Start of Task inputs

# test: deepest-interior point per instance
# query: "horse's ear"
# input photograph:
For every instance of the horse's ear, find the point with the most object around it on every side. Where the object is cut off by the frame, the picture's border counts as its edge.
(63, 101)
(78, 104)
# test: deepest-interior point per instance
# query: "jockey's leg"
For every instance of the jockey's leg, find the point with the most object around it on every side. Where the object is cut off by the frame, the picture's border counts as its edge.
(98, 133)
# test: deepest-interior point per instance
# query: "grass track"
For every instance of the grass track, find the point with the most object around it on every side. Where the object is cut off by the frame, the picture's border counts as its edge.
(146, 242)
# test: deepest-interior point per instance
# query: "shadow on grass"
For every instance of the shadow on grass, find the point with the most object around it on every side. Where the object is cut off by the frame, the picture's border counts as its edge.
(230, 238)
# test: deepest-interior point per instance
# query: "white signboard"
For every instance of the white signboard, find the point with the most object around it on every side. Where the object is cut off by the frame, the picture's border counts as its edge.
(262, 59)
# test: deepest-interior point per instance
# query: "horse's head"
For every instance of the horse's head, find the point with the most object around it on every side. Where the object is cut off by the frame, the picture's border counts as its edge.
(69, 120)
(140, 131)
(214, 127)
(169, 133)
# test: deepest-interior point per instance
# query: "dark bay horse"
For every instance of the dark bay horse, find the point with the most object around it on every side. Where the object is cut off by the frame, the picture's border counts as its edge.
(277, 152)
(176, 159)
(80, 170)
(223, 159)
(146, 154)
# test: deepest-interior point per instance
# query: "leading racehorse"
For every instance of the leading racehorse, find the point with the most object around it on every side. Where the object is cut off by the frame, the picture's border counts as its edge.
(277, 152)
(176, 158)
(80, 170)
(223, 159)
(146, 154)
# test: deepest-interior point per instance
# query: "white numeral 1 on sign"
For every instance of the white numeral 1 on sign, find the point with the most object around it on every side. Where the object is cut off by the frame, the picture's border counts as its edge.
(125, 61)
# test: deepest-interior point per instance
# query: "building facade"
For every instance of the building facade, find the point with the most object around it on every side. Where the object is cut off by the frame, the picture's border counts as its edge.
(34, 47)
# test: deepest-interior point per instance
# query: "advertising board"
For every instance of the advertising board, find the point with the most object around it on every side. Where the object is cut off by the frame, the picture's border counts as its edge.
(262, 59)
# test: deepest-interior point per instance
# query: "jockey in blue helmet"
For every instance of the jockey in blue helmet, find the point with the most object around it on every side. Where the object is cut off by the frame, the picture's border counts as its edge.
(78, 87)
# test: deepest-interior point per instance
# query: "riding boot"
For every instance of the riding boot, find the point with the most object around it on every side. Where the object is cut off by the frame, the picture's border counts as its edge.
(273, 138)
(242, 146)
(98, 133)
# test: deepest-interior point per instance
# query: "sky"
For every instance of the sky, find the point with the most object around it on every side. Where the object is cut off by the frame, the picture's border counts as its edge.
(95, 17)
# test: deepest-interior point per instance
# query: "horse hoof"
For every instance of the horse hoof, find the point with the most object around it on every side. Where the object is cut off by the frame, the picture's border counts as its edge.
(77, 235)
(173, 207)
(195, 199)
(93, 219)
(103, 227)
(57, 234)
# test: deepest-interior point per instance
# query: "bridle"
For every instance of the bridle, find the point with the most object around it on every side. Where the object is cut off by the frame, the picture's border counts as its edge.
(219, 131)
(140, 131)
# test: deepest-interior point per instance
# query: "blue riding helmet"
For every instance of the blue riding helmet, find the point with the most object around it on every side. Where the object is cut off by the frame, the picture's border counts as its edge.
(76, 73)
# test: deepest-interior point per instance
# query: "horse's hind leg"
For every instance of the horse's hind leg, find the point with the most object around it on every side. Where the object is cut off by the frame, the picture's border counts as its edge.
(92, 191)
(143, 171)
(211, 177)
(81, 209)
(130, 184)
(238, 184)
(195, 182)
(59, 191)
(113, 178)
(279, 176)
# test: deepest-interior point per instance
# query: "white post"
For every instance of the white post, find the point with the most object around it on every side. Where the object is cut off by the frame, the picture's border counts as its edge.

End of Task inputs

> [What to produce]: Pull every line containing "post" from the entries above and copy it.

> [Answer space]:
# query: "white post"
For every instance of the white post, find the point with the most object around it on every side. Where the object is cut off by the frame, the picture's border counts as its edge.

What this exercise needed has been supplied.